The following is inspired from an older blog post from CEO Nikhil Kinikar.

Across the country, there are thousands of store managers who need to calculate the number of shifts needed to staff their stores. Typically, how they calculate their labor demand is based off their projected sales forecast for the week. It’s often assumed that the greater accuracy a forecast has, the better the result for a retailer. But how valuable is a “perfect” sales forecast?

Let’s think about this in practice. If a forecasting module operates at an average of 95 percent accuracy, it means that a sales forecast of $100,000 in a week could be expected to delivery anywhere between $95,000 and $105,000. These numbers affect how a store manager will generate labor demand. Fine tuning a product for greater forecasting accuracy typically involves adding even more metrics to handle within a labor management system, sometimes creating a greater demand than what store managers will have available for them.

All enterprises have separate sales forecasting software meant purely for developing sales targets, not necessarily planning for labor. In an ideal world, both the sales and labor planning departments of an organization should work in harmony, but a forecasting component inside a workforce scheduling software still remains in a conflicted position: where it has to somehow balance accuracy expectations from forecasting with a great volume of work for labor, which carries its own different variables for effective management.

Is an accurate sales forecast helpful? Absolutely. But getting bogged down in accuracy can often be reductive. At worst, it’s the equivalent of adding more gears, applications and functions to a phone originally just meant to call people.

Taking all of these notes into account, consider the following when building your forecast:

1. The need for forecasting accuracy is ultimately presumptuous. No matter how accurate your forecast is, the labor standards that drive the necessary demand forecast are often going to negate how accurately you predict sales.

2. Be aware of sales per labor hour. Activies like cashiering in a grocery store or running a pharmacy are completely different and therefore reflective of how an investment into accuracy of sales forecast should be directly proportional to how much sale each labor hour drives.

3. Greater forecasting accuracy demands microscopic tuning of existing scheduling software and more investment from store managers, whose time is better spent on store floors, selling to customers.

4. If you do decide to aim for greater accuracy, set hopeful, but realistic expectations to make it great over the course of several years – not on the first day.

Like anything else in retail, a strong forecast is a journey. Rather than getting lost in the idea of creating a perfect sales forecast to generate strong workforce schedules, your goal should be to create forecasts that are as actionable for your labor as possible and as customizable as they need to be, ensuring that your store managers have just what they need to do their job.

That way, they and their teams can focus on what they do best: selling!

→ Data extracts

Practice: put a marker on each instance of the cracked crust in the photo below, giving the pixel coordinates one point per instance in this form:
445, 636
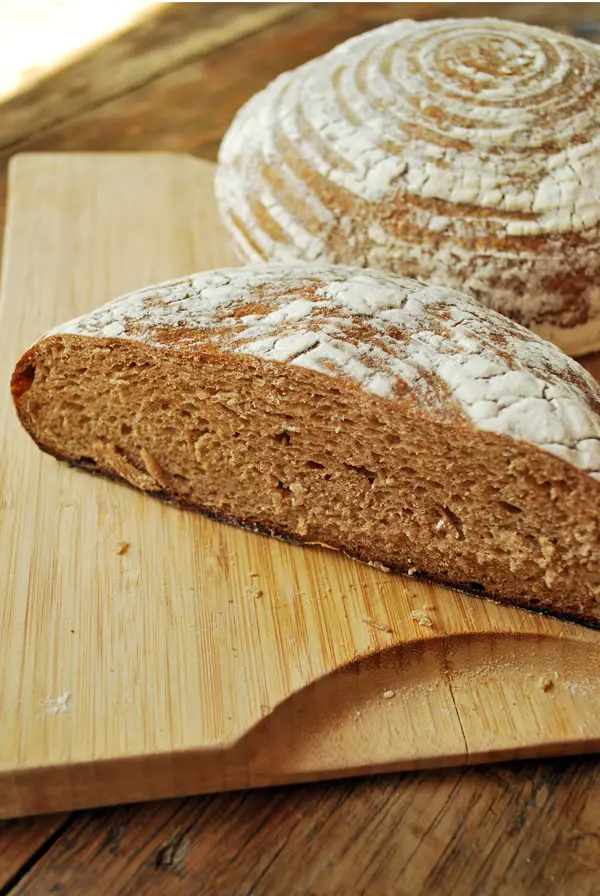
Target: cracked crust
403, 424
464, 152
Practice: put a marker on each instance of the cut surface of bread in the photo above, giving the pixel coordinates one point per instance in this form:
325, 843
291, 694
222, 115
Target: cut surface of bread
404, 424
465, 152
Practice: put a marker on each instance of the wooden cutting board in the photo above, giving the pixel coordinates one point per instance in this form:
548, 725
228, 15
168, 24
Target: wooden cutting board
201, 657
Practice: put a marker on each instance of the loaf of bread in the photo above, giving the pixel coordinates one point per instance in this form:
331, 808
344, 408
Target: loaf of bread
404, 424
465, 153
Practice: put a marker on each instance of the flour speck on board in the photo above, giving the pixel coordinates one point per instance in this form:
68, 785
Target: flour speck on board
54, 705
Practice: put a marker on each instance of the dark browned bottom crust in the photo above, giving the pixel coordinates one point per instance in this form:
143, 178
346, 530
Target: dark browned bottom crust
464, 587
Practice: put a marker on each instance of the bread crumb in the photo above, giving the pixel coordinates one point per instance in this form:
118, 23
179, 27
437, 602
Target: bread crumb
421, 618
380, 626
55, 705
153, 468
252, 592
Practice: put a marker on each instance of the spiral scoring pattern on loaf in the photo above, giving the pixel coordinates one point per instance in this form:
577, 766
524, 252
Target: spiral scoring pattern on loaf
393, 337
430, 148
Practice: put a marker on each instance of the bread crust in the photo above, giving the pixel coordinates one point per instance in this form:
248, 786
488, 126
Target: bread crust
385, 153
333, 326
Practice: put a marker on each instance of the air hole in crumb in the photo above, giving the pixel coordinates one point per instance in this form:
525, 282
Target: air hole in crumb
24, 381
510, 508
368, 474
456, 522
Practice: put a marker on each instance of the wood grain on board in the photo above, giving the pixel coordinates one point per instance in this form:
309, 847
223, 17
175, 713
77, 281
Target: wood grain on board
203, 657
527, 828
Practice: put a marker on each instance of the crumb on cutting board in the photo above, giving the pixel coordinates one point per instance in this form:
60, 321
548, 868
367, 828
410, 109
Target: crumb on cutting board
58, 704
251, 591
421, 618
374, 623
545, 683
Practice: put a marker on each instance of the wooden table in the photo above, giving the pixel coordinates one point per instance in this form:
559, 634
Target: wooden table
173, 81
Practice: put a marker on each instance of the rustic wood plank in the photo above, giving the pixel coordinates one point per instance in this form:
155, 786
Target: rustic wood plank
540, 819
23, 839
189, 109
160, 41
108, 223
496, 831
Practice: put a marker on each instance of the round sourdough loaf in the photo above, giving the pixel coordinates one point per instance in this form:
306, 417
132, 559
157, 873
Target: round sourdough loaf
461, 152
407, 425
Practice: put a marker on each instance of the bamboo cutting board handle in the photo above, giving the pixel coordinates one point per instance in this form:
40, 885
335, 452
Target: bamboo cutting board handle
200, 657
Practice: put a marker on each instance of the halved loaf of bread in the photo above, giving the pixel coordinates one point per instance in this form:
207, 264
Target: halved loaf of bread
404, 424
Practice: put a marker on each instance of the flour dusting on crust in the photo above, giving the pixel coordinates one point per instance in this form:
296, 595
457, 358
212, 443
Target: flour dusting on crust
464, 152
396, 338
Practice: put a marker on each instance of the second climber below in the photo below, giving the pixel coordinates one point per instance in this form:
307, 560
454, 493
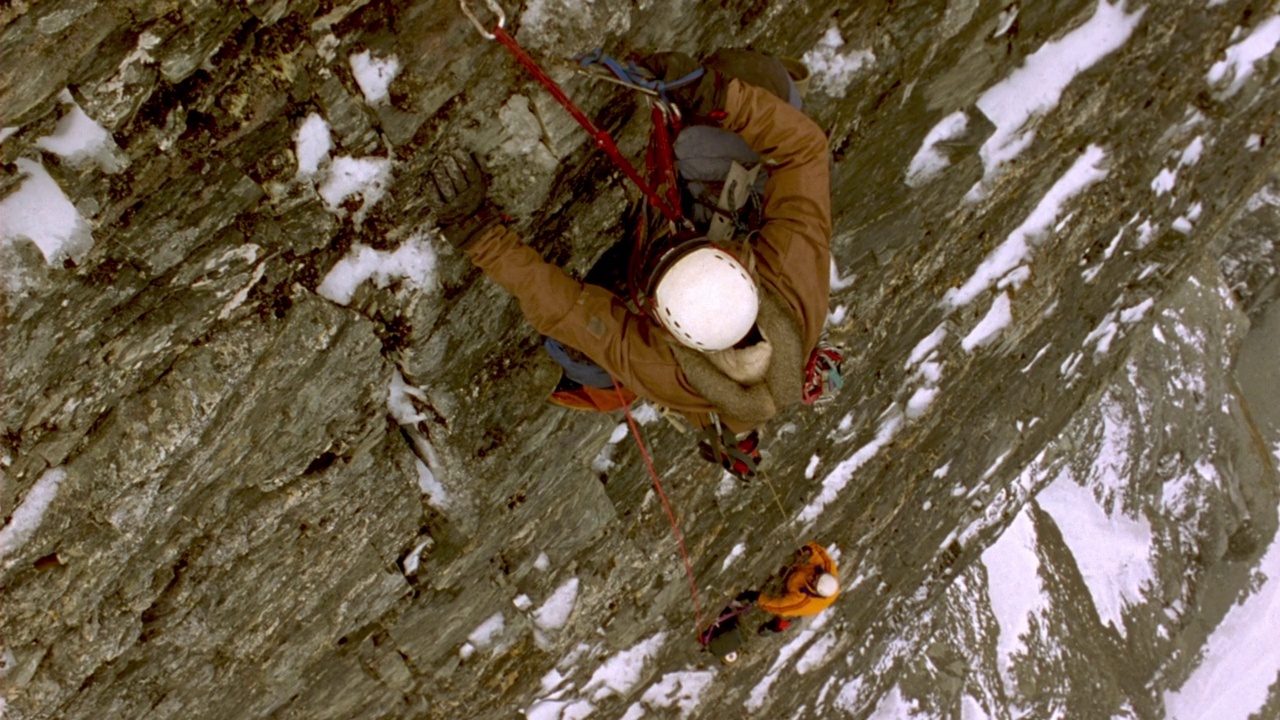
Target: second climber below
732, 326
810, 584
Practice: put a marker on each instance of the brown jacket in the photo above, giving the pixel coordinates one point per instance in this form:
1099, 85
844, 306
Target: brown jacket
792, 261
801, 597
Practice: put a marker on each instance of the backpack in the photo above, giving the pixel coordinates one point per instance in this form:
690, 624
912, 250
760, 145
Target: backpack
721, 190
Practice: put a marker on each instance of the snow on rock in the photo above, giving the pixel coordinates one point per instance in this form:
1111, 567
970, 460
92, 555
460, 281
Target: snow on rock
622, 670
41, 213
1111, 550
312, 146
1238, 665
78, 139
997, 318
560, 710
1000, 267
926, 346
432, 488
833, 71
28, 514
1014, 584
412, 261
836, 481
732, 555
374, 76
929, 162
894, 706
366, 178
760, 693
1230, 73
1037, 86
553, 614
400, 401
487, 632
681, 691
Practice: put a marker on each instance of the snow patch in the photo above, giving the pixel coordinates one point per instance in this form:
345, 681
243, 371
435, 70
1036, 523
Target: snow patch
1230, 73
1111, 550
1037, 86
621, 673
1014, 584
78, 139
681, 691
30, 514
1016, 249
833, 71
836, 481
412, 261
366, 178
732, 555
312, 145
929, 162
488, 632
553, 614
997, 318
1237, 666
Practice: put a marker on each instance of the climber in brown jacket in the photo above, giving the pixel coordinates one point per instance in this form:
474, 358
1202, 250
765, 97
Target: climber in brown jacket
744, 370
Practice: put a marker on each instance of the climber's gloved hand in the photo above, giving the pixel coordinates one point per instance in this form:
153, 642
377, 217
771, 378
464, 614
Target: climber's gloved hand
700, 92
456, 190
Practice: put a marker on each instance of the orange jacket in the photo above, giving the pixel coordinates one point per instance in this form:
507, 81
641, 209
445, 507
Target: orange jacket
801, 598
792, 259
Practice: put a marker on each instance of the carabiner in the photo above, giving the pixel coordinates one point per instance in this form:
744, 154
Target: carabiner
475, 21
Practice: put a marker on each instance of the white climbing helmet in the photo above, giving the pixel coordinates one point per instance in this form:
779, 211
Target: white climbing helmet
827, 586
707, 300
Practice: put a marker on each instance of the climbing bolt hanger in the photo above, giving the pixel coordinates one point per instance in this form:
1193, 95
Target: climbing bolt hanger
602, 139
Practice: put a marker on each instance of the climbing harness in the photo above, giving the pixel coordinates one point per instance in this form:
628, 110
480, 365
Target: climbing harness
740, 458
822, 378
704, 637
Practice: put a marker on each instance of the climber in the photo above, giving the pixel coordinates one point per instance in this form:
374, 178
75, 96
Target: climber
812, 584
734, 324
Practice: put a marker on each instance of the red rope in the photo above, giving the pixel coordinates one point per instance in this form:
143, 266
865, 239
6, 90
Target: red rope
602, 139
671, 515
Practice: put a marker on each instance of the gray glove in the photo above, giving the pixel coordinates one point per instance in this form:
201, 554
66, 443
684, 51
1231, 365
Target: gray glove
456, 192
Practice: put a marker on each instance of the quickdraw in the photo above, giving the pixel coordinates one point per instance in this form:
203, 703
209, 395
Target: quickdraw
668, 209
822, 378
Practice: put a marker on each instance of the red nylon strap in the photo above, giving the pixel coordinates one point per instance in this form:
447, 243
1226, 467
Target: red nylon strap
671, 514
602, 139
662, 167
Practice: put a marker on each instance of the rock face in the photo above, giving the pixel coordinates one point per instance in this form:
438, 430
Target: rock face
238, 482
---
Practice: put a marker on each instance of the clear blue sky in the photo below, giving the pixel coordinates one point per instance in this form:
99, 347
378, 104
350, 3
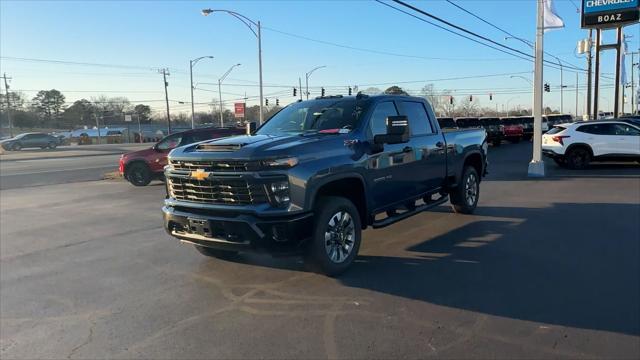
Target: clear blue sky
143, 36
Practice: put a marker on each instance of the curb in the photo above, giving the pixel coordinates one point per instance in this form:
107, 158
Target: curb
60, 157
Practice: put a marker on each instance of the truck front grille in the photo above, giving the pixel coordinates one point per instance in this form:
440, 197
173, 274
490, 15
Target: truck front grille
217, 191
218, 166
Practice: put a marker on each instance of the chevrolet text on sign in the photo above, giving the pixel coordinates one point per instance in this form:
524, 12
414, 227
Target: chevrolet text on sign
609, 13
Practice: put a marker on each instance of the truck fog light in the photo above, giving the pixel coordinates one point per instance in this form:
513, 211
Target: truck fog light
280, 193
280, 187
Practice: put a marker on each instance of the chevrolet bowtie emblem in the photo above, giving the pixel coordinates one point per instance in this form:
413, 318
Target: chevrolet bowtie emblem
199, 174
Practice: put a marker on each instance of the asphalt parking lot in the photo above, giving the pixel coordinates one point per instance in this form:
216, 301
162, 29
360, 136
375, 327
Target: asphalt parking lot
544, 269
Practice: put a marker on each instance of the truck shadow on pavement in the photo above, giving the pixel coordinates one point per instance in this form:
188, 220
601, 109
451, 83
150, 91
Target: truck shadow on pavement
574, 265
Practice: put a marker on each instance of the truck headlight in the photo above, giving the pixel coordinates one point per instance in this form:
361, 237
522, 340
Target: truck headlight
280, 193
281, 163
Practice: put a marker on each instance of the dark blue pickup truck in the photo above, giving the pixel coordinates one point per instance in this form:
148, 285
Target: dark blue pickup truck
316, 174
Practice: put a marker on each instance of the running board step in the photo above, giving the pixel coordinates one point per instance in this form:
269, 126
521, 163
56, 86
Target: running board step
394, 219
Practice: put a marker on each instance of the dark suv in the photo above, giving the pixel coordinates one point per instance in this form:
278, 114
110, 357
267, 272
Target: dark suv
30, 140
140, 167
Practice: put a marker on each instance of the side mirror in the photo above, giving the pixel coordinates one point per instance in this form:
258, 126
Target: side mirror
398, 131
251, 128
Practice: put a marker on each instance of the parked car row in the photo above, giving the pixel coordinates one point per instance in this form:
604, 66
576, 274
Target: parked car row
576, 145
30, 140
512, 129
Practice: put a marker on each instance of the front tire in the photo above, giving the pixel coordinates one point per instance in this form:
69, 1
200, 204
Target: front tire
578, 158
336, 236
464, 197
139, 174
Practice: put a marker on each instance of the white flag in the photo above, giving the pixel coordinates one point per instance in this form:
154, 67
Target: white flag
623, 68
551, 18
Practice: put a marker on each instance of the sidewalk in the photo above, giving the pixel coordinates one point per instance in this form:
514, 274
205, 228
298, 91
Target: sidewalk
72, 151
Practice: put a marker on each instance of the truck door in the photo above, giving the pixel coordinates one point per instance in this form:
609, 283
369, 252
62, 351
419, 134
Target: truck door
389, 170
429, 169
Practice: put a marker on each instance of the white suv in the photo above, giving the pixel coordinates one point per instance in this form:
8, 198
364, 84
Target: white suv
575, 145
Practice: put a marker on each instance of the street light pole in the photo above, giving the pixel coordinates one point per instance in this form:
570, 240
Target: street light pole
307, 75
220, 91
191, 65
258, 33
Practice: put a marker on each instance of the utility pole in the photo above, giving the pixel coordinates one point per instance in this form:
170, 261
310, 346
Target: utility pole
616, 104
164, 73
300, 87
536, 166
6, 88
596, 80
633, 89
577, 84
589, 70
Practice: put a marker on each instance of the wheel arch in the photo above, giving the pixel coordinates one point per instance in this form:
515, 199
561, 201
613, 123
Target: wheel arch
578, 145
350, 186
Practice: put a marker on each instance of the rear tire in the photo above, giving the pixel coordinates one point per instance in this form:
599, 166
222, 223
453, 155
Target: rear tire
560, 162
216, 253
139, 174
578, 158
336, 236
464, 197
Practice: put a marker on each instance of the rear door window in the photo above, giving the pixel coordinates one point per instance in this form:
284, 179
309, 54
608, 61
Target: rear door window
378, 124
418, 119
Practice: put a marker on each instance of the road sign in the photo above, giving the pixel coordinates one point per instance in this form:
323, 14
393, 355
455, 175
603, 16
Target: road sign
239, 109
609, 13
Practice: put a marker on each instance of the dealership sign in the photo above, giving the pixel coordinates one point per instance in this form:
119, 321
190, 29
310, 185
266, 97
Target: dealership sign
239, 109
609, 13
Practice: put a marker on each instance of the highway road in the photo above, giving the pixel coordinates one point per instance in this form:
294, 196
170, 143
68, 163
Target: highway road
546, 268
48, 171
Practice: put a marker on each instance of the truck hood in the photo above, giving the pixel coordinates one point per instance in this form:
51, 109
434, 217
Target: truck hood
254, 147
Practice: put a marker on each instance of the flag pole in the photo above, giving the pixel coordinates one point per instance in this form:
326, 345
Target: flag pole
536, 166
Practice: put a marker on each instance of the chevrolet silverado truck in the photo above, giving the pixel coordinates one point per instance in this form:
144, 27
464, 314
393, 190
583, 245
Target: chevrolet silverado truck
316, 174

→ Tasks
1. Transcribe the passage on sales forecasting, from "Is an accurate" down to "you predict sales.".
2. Summarize the passage on sales forecasting in two sentences.
The records have no connection to the passage on sales forecasting.

→ Exercise responses
1.
Is an accurate sales forecast helpful? Absolutely. But getting bogged down in accuracy can often be reductive. At worst, it’s the equivalent of adding more gears, applications and functions to a phone originally just meant to call people.

Taking all of these notes into account, consider the following when building your forecast:

1. The need for forecasting accuracy is ultimately presumptuous. No matter how accurate your forecast is, the labor standards that drive the necessary demand forecast are often going to negate how accurately you predict sales.

2. An accurate sales forecast is helpful, but focusing too much on accuracy can be reductive, because labor standards often negate how accurately sales are predicted and greater accuracy demands more investment from store managers. The recommended approach is to weigh sales per labor hour, set realistic expectations for improvement over several years, and build forecasts that are actionable for labor and as customizable as needed, so that store managers and their teams can focus on selling.